Укажите, что в тексте об одесском языке названо жужелицей.
___ Текст ___
В нашем дворе жил Боря Абрамович. Автоматически пишу «во дворе», ибо по-русски это пишется, как «в нашем доме». Да и во дворе нашем Борю мы так и ни разу не увидели. Парадная, где он жил, находилась в арке. Мы, обычные одесские пацаны, лазившие по дворовой помойке и гонявшие на самоструганных лайбах при подшипниках, видели Борю лишь мельком пару раз в год. Сперва мама выводила его из парадной, сжимая в одной руке Борину ручку, а в другой его скрипку. Боря пиликал на скрипке с шести утра до тех самых пор, пока не отправлялся в школу Столярского. После школы он снова играл на скрипке. Затем школу сменила консерва.

Мы прожили рядышком почти тридцать лет, но впервые поговорили, когда случайно встретились в одном доме. И он, и я разными путями пришли туда купить гитару. Великолепная гитара досталась Боре, но только потому, что он уезжал. Таким был мой подарок соседу по дому, элементарно не понимавшего значения многих слов, которые я автоматически употреблял в разговоре. Так что не думайте, что любой одессит, пусть он сто раз коренной, знает одесский язык.

Уже десять лет я составляю «Одесско-русский словарь» и «Фразеологический словарь одесского языка». И когда мне кажется, что к собранному материалу нечего добавить, из недр памяти вылетает какое-то, вроде бы давным-давно навсегда позабытое одесское слово, или крылатая фраза-клише вроде «Адиётка твоя тетка, а ты ее племянник». Прошедшей зимой про себя отметил, что улицы уже лет двадцать, как перестали посыпать жужелицей. То есть угольным шлаком. С другой стороны в нынешнем году случайно узнал, что в русском языке, оказывается, нет привычного для каждого одессита слова «бигель». А спустя два месяца, увидев по телевизору рыбалку в импортном исполнении, восхитился: «Ну и здоровых голышей они ловят!».
___ Извлечённые материалы ___
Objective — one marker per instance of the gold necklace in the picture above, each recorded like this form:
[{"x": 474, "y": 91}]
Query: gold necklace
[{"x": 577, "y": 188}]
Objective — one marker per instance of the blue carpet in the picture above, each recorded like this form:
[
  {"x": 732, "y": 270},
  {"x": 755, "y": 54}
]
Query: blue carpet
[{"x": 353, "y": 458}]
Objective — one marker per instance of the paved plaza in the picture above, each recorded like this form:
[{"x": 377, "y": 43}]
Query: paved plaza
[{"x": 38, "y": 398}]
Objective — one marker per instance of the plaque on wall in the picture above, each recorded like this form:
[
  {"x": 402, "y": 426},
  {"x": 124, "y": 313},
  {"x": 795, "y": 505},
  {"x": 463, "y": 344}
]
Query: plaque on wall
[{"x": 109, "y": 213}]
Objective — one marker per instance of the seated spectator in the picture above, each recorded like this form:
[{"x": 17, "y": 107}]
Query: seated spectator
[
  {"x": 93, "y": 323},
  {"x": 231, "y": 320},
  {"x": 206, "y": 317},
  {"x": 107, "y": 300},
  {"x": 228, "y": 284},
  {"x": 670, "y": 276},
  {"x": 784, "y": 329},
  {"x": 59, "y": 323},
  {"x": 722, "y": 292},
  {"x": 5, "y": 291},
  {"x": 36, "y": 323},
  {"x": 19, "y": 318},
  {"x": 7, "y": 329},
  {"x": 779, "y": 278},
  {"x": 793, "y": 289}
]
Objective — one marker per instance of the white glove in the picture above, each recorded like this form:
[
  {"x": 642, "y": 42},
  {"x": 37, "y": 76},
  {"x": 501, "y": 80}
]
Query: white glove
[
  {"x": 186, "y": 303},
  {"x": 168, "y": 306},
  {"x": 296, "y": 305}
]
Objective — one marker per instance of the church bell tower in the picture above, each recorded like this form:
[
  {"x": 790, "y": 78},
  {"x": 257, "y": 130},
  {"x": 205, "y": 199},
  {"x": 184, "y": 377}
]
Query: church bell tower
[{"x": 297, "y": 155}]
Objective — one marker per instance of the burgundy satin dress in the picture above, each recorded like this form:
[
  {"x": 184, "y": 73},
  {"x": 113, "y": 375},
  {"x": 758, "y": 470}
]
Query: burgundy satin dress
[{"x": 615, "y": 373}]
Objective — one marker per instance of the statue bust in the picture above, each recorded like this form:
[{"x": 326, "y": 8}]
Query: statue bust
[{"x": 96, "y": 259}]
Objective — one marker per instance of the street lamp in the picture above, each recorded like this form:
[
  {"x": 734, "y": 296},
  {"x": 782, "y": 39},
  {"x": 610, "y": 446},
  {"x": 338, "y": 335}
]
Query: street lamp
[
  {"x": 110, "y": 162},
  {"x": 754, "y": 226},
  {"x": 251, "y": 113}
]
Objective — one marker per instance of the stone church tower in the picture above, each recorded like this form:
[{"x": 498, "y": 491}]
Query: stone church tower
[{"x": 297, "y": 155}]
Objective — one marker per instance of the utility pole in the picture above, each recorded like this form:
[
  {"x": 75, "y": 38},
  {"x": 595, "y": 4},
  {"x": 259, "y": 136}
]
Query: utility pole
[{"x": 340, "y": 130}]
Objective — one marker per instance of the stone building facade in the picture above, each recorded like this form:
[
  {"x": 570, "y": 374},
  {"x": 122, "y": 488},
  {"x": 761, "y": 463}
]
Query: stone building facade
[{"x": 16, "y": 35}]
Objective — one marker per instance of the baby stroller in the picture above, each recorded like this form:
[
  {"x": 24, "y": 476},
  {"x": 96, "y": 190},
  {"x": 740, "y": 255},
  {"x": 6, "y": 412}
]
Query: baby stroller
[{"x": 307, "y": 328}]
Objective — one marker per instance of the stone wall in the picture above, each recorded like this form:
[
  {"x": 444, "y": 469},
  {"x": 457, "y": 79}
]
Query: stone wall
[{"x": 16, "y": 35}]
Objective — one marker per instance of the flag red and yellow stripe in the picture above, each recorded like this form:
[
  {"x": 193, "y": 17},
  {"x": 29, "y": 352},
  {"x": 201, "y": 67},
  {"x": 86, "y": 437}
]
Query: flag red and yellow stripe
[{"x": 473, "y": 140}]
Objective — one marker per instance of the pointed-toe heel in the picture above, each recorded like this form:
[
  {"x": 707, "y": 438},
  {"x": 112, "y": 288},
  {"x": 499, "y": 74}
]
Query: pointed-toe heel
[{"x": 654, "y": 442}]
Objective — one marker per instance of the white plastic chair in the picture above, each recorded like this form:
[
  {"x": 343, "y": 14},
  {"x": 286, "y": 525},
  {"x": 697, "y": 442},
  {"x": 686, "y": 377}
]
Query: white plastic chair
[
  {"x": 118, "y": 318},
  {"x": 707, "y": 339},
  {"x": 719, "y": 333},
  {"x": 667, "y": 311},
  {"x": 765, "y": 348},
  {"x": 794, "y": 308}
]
___
Итоговый результат |
Угольный шлак.